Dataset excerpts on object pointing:
[START]
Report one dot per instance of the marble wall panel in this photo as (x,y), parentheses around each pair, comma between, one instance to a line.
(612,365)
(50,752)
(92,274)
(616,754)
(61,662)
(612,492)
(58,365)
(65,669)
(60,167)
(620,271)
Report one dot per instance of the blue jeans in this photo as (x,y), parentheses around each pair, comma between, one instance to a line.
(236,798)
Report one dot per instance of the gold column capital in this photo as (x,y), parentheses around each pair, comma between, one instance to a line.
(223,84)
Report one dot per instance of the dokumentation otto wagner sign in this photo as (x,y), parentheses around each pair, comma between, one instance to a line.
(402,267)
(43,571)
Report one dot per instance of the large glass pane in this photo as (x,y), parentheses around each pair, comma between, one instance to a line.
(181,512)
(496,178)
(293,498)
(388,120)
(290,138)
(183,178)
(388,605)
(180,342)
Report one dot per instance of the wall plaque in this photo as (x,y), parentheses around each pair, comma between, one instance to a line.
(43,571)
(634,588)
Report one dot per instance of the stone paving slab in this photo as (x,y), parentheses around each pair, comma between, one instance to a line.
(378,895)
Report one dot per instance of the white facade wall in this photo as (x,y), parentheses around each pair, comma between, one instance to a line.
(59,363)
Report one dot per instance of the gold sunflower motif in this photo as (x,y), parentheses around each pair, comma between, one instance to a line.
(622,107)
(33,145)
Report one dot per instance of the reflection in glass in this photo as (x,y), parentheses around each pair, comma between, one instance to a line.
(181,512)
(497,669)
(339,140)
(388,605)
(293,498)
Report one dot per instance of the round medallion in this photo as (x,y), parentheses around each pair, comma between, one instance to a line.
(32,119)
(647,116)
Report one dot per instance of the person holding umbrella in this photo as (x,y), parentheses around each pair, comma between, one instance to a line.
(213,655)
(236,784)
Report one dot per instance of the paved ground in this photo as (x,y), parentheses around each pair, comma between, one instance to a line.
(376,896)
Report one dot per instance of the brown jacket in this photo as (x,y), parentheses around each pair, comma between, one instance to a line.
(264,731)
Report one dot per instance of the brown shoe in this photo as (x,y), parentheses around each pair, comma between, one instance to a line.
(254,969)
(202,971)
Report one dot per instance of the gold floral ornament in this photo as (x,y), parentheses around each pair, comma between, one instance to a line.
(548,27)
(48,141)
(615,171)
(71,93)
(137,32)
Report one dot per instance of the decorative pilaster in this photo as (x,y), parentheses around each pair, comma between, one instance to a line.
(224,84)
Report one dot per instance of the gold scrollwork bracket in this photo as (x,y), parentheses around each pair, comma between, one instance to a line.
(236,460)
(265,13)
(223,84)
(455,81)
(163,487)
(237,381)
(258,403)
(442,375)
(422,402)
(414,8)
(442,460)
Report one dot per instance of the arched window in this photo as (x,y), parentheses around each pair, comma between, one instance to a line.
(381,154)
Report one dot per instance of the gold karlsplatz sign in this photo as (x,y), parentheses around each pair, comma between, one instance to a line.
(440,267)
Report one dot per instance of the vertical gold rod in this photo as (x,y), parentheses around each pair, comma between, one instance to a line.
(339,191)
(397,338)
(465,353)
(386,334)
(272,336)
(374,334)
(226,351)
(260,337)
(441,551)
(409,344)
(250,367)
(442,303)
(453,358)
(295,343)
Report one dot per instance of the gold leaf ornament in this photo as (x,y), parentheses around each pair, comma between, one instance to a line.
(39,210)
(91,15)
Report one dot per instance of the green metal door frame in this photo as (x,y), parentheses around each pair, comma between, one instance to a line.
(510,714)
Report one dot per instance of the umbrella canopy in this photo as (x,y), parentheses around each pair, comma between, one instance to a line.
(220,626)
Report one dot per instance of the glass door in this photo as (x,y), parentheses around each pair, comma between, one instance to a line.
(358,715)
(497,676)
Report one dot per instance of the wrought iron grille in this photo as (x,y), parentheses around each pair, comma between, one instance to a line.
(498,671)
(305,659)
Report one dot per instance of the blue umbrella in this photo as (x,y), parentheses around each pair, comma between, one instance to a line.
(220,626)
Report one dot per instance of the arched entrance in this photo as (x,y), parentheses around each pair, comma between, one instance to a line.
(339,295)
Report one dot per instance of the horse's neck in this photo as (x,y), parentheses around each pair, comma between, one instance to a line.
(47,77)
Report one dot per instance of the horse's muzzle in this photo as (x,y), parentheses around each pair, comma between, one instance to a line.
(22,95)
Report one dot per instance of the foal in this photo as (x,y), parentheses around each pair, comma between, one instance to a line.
[END]
■ THE EXERCISE
Restate each of the entries above verbatim.

■ COMPLETE OUTPUT
Report one dot per instance of the marble wall panel in this photo as (x,y), parentheses around each pair, comma between, one instance to a line.
(612,365)
(50,752)
(92,274)
(616,754)
(61,662)
(612,492)
(58,365)
(65,669)
(60,167)
(620,271)
Report one dot per instance of the blue jeans in this photo as (x,y), parentheses around each pair, comma between, one instance to a line.
(236,798)
Report one dot per instance of the gold column capital in this photo as (x,y), parentheses around each pair, comma between, one instance to a line.
(223,84)
Report one dot per instance of the dokumentation otto wagner sign in this photo as (x,y), parentheses around each pair, comma between, one instance to a line.
(402,267)
(43,571)
Report one dot per instance of the large glass pane in this photo as (x,y), parentheses around each pair, comma between, one instance to a line.
(181,512)
(496,178)
(293,498)
(388,120)
(290,138)
(183,178)
(388,605)
(180,342)
Report one dot per instance of the wall plaque in this photo as (x,y), parentheses around each pair, comma between, one instance to a line.
(43,571)
(634,588)
Report one dot per instance of the stone paving slab in this photo as (x,y), parentheses around each pair, comma between, one instance to a line.
(378,895)
Report one dot per instance of the white facade wall in this photo as (x,y), parentheses around each pair, comma between, one instance to a line.
(59,363)
Report one dot per instance of the gold sunflower motif in this photo as (x,y), parentheses around each pair, comma between, one instance to a line.
(622,107)
(33,145)
Report one dot per instance of the reflection in glass in this photo as (x,y), parentheses around each pair, comma between, one instance to a line.
(181,512)
(497,669)
(339,140)
(388,605)
(293,498)
Report one dot per instance of the round medallion in this photo as (x,y), parentheses around each pair, comma between, one instance to a line.
(32,119)
(647,116)
Report one dot per instance of the person holding umbrella in this photo as (x,y), parentheses around each pair, comma between, one instance to a line.
(213,655)
(236,784)
Report one dot per instance of the paved ground in this photo as (x,y), parentheses around each pair, comma between, one instance to a line.
(376,896)
Report one dot per instance of the brown jacket in this photo as (x,y), parentheses around each pair, comma between, one instance to a line.
(264,731)
Report one dot per instance of the brown shoe in this photo as (x,y), parentheses around each pair, comma between, one instance to a line.
(254,969)
(202,971)
Report one dot per instance of the gold floral ornament in this photo as (x,y), parentheses around each pair, comma between, one instance to a line.
(548,27)
(48,141)
(615,171)
(71,93)
(137,32)
Report one dot per instance of the decorative pilaster in this photo as (x,y), parentheses around each pair, comma between, one instance to a line.
(224,84)
Report one dot per instance of the gold scrollwork bracket in this photo as (x,y), parentheses around each pair, comma between, one instance to a line.
(236,460)
(265,13)
(223,84)
(455,81)
(163,487)
(237,381)
(258,403)
(442,375)
(422,402)
(414,8)
(442,460)
Report one dot per instance of the arched window in this photo as (x,y), parentheses around each pair, comma between, one instance to a line.
(381,154)
Report one dot per instance of the gold karlsplatz sign in this photo as (x,y), parentheses around each pair, comma between, one instance to a line.
(440,267)
Report one dot per instance of the vertical gold rod in this photo as (x,y), parentheses around each pair, comma between, one instance to a line.
(339,191)
(397,338)
(465,353)
(386,334)
(272,336)
(374,334)
(226,351)
(260,337)
(441,551)
(409,344)
(250,367)
(442,303)
(453,358)
(295,343)
Report one dot per instance of the gold leaf ornament in this photo as (x,y), parentheses around each pair, comma between, one instance to a line.
(39,210)
(91,15)
Report one dot per instance of the green metal door frame in this photo as (x,y), parentheses around each pair, comma between, one instance to a line.
(510,714)
Report one dot per instance of the umbrella canopy in this photo as (x,y), parentheses around each pair, comma between, one instance to a line.
(220,626)
Report one dot per instance of the glass door in this photo as (x,y), parentheses around each pair, comma between, one instance to a line.
(358,715)
(497,676)
Report one dot per instance of the wrought iron grille in this photo as (x,y), parentheses around each pair, comma between, one instance to a line.
(498,671)
(305,659)
Report one dot per instance of the blue umbrella in this photo as (x,y), parentheses around each pair, comma between, one instance to a line.
(220,626)
Report one dot per instance of the arched entrance in this photo as (x,y), parentheses around each pair, comma between, one instance to a line.
(339,295)
Report one dot per instance of the horse's neck in this photo as (x,y), parentheses around each pair, comma between, one instance to a line.
(47,77)
Report one dot per instance of the horse's muzzle in this photo as (x,y), parentheses around each pair, comma between, one instance to a line.
(22,95)
Report one dot per instance of the foal in this photo as (x,y), parentheses around each pair, comma between, one instance to a line.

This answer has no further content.